__Work instructions__:
Copy the whole listing below line for line, without changing anything.

╭─ Given entries

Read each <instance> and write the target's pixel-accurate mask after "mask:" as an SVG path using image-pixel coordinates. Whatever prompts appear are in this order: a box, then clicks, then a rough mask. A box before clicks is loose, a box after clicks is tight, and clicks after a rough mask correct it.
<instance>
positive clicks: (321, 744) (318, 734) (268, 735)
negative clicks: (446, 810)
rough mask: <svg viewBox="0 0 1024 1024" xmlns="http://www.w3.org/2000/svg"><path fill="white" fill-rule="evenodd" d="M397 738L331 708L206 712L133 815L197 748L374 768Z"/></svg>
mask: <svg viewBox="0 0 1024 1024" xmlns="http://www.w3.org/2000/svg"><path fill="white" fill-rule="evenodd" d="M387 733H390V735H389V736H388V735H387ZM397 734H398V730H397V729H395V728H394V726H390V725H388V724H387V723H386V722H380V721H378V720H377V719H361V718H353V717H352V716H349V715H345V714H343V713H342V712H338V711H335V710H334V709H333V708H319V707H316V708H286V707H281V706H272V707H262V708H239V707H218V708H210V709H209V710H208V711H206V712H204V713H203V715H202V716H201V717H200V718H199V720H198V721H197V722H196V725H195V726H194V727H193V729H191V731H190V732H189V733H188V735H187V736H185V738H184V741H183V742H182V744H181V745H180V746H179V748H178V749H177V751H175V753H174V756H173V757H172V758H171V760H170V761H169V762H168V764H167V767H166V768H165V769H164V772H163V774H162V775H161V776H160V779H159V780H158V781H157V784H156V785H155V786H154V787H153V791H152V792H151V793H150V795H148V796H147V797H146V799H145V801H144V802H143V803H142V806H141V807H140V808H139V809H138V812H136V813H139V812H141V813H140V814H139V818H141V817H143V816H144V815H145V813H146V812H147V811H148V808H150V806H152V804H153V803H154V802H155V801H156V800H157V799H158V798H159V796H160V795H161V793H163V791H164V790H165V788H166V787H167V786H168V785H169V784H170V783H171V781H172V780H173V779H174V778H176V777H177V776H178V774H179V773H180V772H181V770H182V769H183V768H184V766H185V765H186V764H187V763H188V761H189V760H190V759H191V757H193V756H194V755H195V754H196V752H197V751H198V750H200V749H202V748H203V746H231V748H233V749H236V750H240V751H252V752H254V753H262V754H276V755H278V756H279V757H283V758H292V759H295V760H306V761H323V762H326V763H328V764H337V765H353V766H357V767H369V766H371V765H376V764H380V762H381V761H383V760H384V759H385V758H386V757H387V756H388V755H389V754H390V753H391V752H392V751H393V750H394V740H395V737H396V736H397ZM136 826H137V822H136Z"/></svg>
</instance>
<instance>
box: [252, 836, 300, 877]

╰─

__Reply to the task__:
Read each <instance> and write the target's pixel-accurate mask after "mask:" as an SVG path using image-pixel coordinates. Whatever prompts appear are in this order: a box, then clicks, then a rough mask. A box before clicks is loose, a box after clicks is tight, and clicks after a rough mask correct it.
<instance>
positive clicks: (321, 744) (318, 734) (268, 735)
negative clicks: (446, 810)
rough mask: <svg viewBox="0 0 1024 1024" xmlns="http://www.w3.org/2000/svg"><path fill="white" fill-rule="evenodd" d="M397 738L331 708L206 712L133 815L197 748L374 768Z"/></svg>
mask: <svg viewBox="0 0 1024 1024" xmlns="http://www.w3.org/2000/svg"><path fill="white" fill-rule="evenodd" d="M387 733H390V735H389V736H388V735H387ZM397 734H398V730H397V729H395V728H394V726H390V725H388V724H387V723H386V722H380V721H378V720H377V719H361V718H353V717H352V716H349V715H345V714H343V713H342V712H338V711H335V710H334V709H333V708H319V707H316V708H286V707H281V706H272V707H262V708H239V707H218V708H210V709H209V710H208V711H206V712H204V713H203V715H202V716H201V717H200V718H199V720H198V721H197V722H196V725H195V726H194V727H193V729H191V731H190V732H189V733H188V735H187V736H185V738H184V741H183V742H182V744H181V745H180V746H179V748H178V749H177V751H175V753H174V756H173V757H172V758H171V760H170V761H169V762H168V764H167V767H166V768H165V769H164V772H163V774H162V775H161V776H160V779H159V780H158V781H157V784H156V785H155V786H154V787H153V791H152V792H151V793H150V795H148V796H147V797H146V799H145V801H144V802H143V803H142V806H141V807H140V808H139V809H138V812H136V813H139V812H141V813H140V814H139V818H141V817H143V816H144V815H145V813H146V812H147V811H148V808H150V806H152V804H153V803H154V802H155V801H156V800H157V799H158V798H159V796H160V795H161V793H163V791H164V790H165V788H166V787H167V786H168V785H169V784H170V783H171V781H172V780H173V779H174V778H176V777H177V776H178V774H179V773H180V772H181V770H182V769H183V768H184V766H185V765H186V764H187V763H188V761H189V760H190V759H191V757H193V756H194V755H195V754H196V752H197V751H198V750H200V749H202V748H203V746H231V748H233V749H236V750H240V751H252V752H254V753H262V754H276V755H278V756H279V757H283V758H292V759H295V760H306V761H323V762H326V763H328V764H337V765H353V766H357V767H369V766H371V765H376V764H380V762H381V761H383V760H384V759H385V758H386V757H387V756H388V755H389V754H390V753H391V752H392V751H393V750H394V740H395V737H396V736H397ZM136 826H137V822H136Z"/></svg>
</instance>
<instance>
box: [252, 836, 300, 877]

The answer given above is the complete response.